§ EXTRACTED TEXT
------------

The decision to drop out of public school, enroll in an online program for her senior year of high school and pack her bags for River Grove Farm in Idaho turned into a life-changing experience.

Quinn Iverson and Beckham 19

“The working student position was great for me to be in the barn all day watching Adrienne and Debbie work with the horses and train,” Quinn said.

From Pony Club and an off-the-track Thoroughbred to winning the USEF Young Adult Brentina Cup Dressage National Championship at the 2022 U.S. Dressage Festival of Champions at Lamplight Equestrian Center, Quinn has developed into quite the powerhouse competitor with the help of her trainer Adrienne.

“Quinn always blows me away every time she goes in the ring. She is such a rock-solid competitor,” Adrienne said following Quinn’s 72.845% in Saturday’s U25 Grand Prix Freestyle on Beckham 19. “She has an amazing feel and makes things happen in the ring that most people her age cannot. I think that largely comes from the fact she rides every horse she can throw her leg over, which is the same thing I did. It’s a wonderful way to be educated.”

------------

§ DATASET CONTENT
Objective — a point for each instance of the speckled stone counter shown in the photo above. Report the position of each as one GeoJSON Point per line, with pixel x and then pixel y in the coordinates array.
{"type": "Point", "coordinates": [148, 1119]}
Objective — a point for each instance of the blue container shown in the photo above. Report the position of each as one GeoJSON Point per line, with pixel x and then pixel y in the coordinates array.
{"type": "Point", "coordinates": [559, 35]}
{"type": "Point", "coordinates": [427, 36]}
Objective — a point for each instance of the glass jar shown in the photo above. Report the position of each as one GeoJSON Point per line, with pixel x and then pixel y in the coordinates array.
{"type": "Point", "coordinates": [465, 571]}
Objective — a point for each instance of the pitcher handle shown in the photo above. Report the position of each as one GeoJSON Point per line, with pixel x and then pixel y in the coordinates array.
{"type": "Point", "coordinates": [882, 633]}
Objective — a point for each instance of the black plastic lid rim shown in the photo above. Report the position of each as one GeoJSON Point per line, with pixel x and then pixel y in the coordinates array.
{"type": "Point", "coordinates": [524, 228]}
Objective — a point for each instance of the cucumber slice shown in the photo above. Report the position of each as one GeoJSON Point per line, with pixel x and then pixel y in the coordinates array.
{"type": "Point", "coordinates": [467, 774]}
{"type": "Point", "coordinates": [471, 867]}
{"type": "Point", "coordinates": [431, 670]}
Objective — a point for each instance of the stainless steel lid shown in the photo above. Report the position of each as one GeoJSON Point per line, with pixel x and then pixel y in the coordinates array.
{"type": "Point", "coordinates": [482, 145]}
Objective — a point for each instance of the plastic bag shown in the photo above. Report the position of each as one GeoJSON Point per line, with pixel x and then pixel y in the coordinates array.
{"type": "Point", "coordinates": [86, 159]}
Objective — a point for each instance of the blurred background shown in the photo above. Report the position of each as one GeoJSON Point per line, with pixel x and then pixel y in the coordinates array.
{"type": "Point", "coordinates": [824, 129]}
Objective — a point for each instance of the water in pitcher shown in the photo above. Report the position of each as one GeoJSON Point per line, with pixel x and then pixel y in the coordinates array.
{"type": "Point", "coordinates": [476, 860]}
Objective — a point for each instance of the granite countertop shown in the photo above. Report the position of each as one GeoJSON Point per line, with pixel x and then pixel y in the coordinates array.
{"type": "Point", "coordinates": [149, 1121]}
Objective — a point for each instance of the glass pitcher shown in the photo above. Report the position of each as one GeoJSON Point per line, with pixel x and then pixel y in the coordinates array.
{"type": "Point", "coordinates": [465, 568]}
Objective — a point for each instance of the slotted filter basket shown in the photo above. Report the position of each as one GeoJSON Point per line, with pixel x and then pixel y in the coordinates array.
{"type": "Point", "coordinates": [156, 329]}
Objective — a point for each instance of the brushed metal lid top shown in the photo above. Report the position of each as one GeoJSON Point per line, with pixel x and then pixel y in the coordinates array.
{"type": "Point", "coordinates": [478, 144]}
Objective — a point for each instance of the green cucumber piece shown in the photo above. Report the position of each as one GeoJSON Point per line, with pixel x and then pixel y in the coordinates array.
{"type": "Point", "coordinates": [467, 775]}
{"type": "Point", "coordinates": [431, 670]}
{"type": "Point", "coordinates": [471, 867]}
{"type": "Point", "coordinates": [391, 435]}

------------

§ WHAT NEEDS TO BE DONE
In the text about Quinn Iverson, what score did Quinn earn in Saturday's U25 Grand Prix Freestyle on Beckham 19? The items are from a different source than the text about Quinn Iverson.

§ EXERCISE RESPONSE
72.845%